Task prompt: Starting with the line that contains "In the picture above, where can the sidewalk", reproduce each line through the end of the entries exactly as written.

= = = =

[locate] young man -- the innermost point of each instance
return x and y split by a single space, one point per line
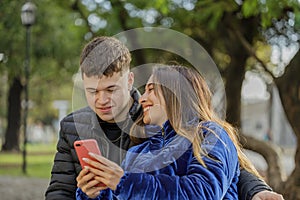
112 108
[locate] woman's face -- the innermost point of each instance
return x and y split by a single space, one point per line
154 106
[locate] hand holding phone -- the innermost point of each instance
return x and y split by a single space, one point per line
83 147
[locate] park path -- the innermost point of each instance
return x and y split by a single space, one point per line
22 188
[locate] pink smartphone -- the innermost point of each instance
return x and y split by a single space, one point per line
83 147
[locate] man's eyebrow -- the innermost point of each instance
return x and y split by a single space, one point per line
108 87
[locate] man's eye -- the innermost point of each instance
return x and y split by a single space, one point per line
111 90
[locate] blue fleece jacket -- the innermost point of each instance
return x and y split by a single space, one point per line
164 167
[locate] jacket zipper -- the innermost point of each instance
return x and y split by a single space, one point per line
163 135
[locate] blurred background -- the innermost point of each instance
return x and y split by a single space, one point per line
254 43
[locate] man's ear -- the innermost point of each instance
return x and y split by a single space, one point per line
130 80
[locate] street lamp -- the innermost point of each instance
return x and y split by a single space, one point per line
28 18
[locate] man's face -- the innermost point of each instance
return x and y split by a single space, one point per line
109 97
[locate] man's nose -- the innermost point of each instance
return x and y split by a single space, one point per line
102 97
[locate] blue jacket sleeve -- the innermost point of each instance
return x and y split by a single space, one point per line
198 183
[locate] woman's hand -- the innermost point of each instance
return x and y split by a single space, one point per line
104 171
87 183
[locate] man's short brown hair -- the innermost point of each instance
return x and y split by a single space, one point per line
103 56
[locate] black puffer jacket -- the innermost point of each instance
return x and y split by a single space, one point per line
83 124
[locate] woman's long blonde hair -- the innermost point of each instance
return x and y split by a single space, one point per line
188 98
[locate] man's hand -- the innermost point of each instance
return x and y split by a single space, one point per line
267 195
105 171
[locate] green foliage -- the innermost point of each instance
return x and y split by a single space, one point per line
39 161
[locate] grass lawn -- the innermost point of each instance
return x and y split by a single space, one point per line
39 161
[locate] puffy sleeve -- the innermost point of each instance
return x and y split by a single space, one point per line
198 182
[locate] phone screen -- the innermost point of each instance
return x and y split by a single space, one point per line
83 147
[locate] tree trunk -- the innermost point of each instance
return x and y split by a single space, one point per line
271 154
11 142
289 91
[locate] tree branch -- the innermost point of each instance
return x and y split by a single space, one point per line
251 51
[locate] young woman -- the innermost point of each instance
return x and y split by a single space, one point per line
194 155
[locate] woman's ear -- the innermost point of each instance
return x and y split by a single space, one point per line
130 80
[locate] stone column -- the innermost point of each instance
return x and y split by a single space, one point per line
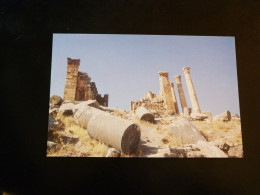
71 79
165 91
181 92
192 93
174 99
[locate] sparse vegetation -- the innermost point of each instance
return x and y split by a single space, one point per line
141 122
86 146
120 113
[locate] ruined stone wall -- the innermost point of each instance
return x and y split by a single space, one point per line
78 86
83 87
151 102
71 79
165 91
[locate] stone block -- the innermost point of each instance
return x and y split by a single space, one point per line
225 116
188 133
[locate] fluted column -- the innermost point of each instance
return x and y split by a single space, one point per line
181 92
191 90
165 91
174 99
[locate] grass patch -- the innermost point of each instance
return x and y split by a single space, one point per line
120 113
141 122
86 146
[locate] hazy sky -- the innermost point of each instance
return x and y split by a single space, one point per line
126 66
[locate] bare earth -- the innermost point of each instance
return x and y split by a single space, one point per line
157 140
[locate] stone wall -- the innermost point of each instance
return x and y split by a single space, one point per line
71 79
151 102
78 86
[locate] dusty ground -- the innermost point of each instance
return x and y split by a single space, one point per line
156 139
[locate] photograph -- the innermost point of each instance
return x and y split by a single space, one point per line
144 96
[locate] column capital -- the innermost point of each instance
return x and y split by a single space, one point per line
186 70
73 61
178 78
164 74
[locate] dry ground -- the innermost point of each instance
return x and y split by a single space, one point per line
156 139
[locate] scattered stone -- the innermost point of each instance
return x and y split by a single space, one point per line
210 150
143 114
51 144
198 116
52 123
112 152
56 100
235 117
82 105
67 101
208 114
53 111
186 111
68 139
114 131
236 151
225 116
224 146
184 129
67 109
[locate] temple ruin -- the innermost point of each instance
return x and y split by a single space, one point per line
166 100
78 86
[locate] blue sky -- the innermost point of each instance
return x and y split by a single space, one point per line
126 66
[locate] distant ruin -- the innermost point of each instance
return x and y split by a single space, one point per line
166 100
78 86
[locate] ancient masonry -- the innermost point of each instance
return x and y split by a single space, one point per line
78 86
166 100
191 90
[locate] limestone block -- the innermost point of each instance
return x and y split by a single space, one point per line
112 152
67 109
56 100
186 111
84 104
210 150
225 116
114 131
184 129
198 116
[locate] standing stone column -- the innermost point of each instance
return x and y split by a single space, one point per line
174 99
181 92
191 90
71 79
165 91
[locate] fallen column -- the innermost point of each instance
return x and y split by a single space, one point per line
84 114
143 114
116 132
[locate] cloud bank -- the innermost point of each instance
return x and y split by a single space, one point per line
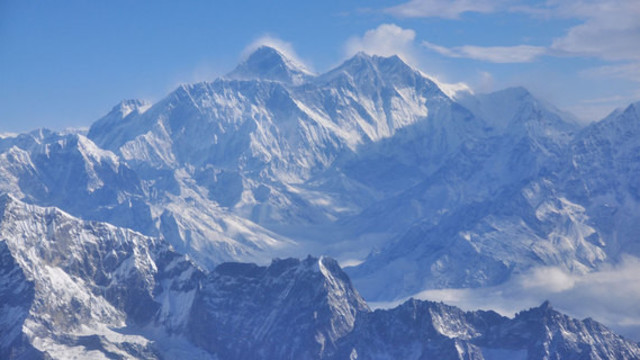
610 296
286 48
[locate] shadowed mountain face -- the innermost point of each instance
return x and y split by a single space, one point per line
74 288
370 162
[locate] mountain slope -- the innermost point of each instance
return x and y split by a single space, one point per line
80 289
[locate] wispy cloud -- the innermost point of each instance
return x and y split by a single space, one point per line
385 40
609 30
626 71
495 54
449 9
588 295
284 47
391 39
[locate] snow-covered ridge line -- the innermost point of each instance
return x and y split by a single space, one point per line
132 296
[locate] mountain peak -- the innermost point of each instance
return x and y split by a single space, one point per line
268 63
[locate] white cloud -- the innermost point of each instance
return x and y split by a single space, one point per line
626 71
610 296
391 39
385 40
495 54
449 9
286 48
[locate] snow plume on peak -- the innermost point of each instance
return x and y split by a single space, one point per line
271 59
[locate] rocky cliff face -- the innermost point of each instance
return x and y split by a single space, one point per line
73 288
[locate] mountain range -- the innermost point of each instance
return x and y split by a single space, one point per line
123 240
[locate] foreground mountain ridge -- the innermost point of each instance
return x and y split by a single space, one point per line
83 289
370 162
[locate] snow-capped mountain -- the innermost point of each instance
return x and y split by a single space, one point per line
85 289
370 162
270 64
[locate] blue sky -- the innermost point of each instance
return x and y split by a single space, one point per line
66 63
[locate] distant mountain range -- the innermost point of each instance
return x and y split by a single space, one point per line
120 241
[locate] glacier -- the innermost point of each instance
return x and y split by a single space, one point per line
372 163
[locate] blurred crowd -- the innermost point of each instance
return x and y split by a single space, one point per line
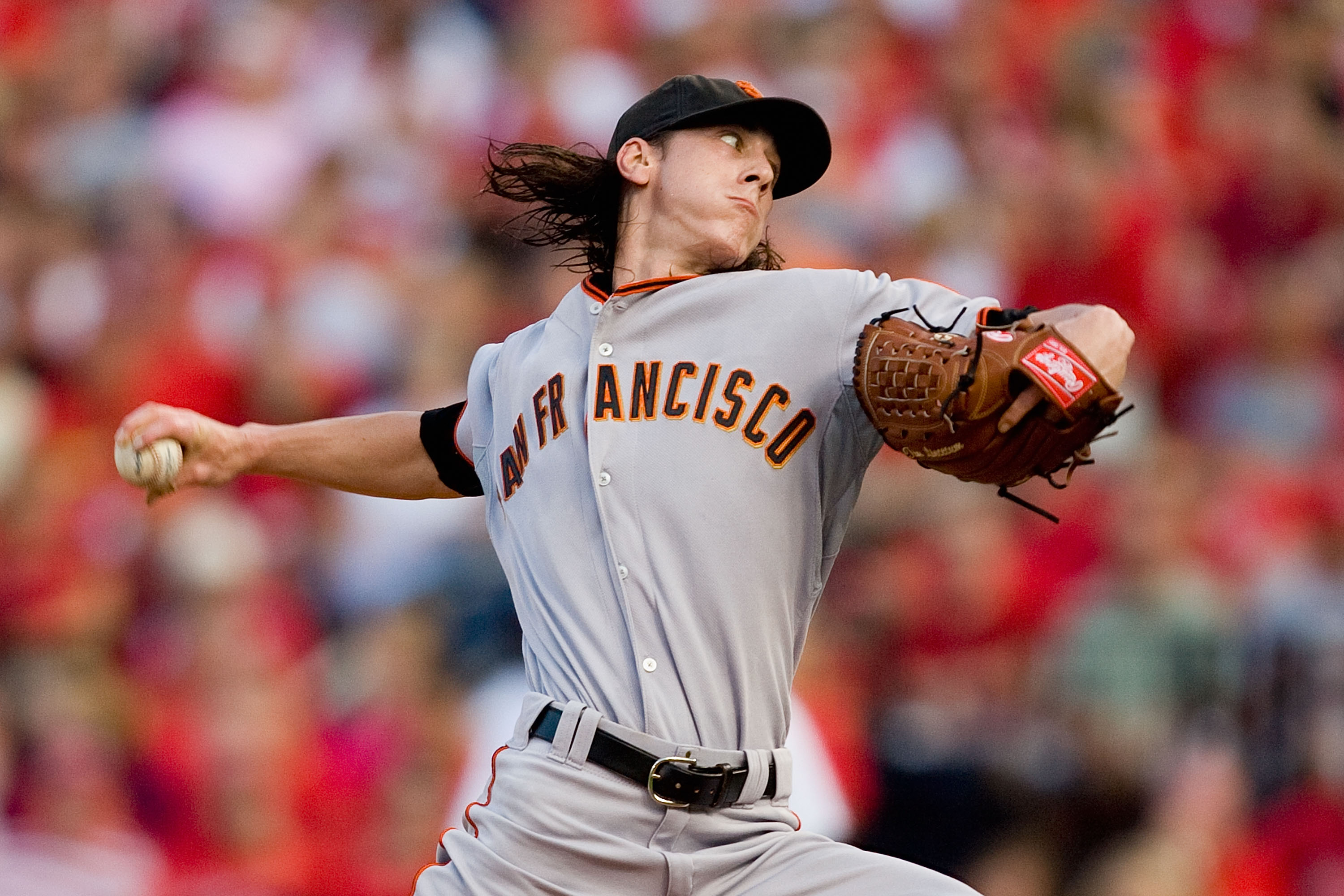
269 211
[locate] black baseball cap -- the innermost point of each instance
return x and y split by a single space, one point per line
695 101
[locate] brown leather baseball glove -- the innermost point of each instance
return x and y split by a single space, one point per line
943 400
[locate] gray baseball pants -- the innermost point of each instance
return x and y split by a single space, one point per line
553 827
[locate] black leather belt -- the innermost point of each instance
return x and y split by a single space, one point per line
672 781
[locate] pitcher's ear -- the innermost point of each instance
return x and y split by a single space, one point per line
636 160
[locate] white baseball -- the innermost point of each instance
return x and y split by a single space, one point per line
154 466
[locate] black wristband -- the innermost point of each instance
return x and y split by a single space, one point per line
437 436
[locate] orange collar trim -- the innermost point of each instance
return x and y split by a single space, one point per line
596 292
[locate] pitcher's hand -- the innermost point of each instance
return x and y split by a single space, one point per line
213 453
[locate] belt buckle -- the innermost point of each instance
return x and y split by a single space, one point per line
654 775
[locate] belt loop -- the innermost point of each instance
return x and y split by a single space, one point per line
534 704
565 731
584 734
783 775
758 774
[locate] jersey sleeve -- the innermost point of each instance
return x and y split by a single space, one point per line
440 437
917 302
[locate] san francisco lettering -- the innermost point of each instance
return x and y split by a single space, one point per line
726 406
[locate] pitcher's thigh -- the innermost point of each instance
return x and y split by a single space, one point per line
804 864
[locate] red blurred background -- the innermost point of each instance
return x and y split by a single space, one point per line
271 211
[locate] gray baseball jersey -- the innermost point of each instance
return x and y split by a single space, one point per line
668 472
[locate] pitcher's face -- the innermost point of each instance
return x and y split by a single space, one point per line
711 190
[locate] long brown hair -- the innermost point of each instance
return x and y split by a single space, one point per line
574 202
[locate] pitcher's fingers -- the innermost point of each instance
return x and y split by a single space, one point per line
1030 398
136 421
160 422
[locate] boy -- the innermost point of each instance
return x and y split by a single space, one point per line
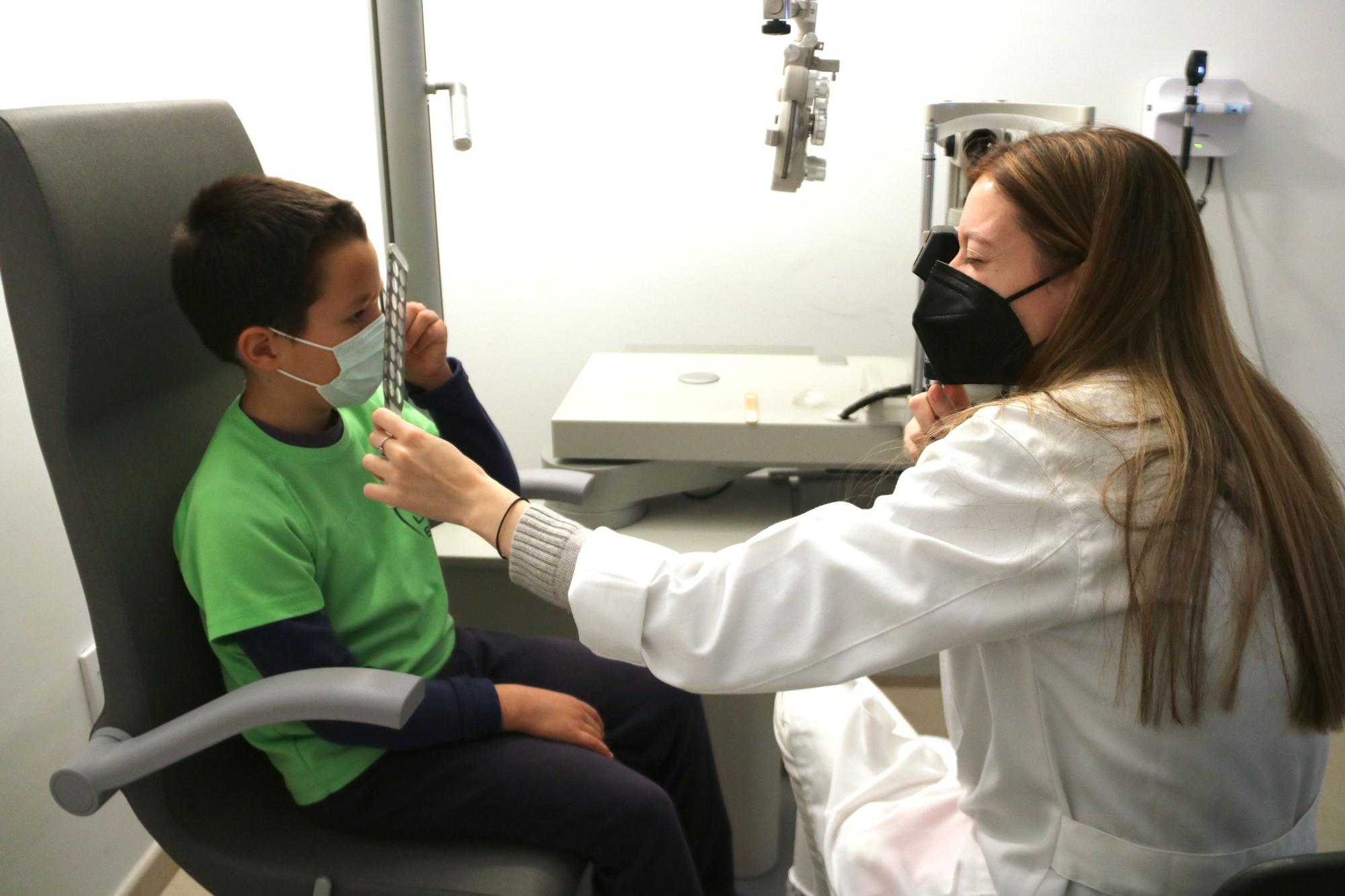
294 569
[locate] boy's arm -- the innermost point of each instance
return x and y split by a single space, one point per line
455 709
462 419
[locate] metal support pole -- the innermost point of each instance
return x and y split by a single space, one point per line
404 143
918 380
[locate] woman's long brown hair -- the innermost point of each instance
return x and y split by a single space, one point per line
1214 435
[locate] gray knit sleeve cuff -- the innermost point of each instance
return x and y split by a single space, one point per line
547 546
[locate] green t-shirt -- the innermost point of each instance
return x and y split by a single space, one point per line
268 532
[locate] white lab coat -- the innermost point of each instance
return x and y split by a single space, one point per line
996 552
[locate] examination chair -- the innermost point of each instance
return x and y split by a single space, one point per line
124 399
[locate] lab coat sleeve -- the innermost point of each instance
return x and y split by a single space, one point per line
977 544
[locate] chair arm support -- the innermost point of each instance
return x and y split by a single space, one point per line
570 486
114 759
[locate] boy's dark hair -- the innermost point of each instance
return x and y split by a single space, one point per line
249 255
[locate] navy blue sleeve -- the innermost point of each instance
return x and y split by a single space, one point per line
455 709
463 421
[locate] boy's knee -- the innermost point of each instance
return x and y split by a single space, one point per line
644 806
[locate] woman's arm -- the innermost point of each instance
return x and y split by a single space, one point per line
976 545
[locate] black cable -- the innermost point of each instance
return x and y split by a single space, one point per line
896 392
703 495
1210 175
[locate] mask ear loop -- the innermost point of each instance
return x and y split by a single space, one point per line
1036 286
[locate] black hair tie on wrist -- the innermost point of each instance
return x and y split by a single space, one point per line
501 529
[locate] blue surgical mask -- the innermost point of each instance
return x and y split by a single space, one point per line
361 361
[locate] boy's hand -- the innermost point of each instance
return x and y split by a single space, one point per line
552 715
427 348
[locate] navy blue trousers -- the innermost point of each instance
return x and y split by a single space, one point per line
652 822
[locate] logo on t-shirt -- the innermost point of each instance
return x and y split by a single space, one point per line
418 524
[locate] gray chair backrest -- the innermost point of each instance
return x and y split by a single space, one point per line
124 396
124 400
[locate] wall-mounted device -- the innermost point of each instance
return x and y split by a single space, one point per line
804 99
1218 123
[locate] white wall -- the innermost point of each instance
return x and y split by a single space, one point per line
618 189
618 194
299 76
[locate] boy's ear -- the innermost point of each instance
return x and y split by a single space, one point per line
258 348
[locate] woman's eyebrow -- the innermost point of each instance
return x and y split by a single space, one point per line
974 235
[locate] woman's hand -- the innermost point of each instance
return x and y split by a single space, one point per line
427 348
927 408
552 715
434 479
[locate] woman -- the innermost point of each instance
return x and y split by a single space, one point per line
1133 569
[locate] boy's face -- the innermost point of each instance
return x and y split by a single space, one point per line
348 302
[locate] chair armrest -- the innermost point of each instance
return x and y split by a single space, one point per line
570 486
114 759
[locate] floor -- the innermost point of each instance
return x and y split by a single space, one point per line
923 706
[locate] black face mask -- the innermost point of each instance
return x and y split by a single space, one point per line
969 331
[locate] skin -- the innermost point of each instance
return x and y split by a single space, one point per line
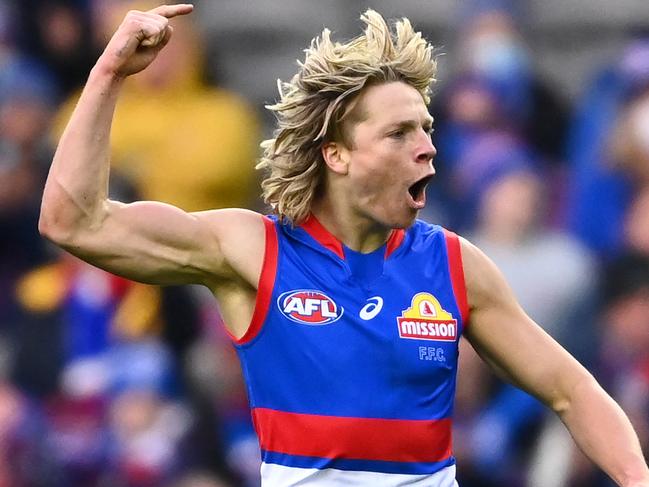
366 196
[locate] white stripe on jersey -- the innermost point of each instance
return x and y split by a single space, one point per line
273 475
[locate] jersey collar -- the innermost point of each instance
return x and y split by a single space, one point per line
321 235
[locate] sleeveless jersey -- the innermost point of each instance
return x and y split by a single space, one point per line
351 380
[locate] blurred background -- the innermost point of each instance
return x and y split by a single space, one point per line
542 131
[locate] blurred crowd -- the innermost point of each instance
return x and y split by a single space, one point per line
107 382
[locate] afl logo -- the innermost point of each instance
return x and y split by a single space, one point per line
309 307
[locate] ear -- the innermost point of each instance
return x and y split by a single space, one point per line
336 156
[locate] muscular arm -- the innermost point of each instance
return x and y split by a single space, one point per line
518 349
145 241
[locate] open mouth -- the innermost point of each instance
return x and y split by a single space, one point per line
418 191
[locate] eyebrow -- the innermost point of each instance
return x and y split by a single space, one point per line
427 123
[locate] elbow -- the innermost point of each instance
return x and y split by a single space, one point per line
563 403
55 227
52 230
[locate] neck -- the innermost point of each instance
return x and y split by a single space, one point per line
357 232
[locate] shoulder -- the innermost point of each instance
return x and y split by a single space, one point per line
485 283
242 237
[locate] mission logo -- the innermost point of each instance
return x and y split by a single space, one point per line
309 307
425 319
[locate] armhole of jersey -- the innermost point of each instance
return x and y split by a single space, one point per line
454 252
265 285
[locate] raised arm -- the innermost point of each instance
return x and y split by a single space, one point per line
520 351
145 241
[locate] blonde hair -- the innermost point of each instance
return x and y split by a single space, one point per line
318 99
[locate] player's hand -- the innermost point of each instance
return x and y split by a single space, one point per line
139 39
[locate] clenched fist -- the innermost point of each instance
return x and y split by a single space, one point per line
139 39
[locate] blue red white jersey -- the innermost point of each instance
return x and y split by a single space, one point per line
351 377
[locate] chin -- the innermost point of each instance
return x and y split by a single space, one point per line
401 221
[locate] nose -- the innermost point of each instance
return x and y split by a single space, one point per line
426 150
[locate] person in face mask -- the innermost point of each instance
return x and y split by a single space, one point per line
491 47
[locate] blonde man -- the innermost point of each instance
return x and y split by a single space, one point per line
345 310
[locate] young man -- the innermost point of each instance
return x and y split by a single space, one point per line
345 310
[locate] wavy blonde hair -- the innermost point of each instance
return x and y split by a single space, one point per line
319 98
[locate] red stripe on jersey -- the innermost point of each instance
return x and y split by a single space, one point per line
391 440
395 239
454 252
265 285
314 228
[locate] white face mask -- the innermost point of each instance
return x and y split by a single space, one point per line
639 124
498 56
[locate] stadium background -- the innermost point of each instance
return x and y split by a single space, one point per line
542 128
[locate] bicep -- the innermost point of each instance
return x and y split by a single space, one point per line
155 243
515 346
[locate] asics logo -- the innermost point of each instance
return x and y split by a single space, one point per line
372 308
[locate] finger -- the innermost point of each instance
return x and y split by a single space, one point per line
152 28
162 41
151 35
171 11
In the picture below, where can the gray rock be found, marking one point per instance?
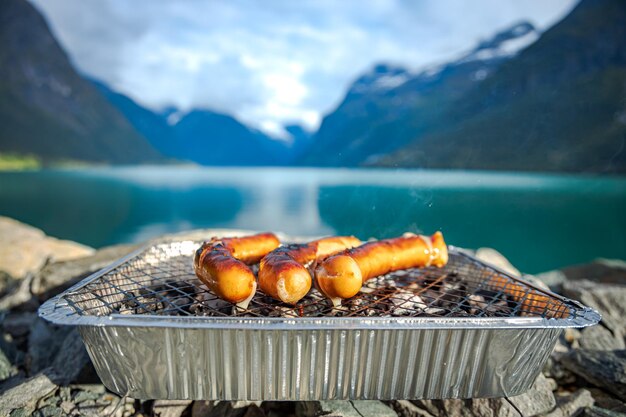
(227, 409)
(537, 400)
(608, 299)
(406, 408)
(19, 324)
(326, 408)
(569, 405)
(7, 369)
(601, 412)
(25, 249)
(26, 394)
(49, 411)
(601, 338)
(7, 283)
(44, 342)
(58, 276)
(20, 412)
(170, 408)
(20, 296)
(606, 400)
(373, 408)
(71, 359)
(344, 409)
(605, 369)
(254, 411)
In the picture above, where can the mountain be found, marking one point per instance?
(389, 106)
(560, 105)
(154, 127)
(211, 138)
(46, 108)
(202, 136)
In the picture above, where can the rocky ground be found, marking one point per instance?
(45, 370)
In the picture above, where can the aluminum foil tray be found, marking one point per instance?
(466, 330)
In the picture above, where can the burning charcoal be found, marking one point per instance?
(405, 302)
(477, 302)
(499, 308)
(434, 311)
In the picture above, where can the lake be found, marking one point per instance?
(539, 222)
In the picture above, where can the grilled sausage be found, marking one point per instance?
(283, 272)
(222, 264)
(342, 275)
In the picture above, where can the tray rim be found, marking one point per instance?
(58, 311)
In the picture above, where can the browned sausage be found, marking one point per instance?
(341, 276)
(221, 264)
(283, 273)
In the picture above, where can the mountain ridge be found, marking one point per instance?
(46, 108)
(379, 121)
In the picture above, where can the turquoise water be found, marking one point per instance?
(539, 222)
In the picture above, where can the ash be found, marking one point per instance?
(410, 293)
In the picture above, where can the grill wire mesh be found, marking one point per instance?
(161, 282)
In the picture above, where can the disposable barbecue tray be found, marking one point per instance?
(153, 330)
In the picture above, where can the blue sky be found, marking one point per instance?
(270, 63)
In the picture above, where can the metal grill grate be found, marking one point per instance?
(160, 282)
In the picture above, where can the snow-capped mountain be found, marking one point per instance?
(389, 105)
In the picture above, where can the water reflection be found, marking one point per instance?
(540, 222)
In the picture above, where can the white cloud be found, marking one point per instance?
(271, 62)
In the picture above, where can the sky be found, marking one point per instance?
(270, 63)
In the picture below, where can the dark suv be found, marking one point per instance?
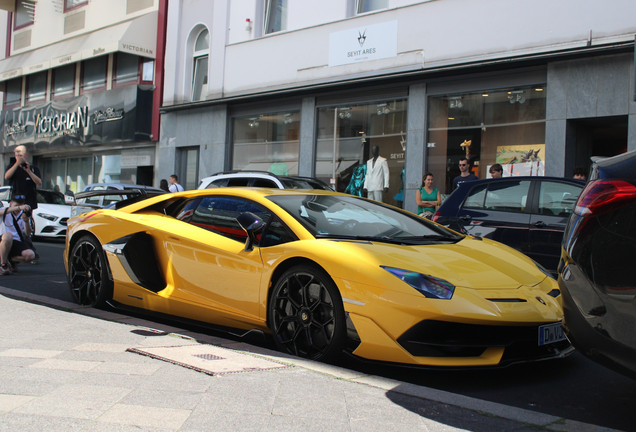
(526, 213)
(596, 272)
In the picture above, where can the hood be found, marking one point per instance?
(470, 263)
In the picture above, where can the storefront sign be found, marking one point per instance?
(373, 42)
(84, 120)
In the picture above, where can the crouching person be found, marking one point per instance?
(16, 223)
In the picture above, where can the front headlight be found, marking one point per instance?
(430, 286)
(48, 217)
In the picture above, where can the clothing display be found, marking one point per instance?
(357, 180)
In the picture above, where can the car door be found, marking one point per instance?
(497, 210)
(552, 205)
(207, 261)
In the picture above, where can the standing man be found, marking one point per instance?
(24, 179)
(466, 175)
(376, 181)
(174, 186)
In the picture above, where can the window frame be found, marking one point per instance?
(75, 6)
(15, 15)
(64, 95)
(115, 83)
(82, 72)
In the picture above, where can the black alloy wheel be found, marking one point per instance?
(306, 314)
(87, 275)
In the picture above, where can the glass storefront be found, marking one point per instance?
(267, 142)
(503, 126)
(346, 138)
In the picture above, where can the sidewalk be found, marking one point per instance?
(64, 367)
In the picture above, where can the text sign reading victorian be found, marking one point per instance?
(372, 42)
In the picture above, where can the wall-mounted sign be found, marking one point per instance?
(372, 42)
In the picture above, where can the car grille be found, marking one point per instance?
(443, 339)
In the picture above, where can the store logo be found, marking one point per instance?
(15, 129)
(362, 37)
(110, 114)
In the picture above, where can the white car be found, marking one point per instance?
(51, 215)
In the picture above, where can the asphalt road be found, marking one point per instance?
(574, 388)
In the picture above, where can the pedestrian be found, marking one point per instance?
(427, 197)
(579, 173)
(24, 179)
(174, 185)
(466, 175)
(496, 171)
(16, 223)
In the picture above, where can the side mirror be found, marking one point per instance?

= = = =

Exercise output:
In the picture above, where can the sidewalk be found, marking one point per instance?
(64, 367)
In the picture above, where can the text sign reading victorian be found, marking one point per instance?
(372, 42)
In the picture above, where can the wall-mounted sign be found, marking one point per instance?
(372, 42)
In the picture above, where can the car grille be found, marking one point per instance?
(443, 339)
In the picture above, where can the store logo be found, marking one point per instance?
(15, 129)
(362, 37)
(110, 114)
In the picture above, where can the white car be found, marking one point per instance?
(51, 215)
In the picture above, where can the asphalt road be found, marking one point per instance?
(574, 388)
In the picture above, where can the pedestrian be found, marking one point per instance?
(427, 197)
(579, 173)
(24, 179)
(174, 185)
(466, 175)
(496, 171)
(16, 223)
In the picture above, where can the side mirror be found, marking one point per instance?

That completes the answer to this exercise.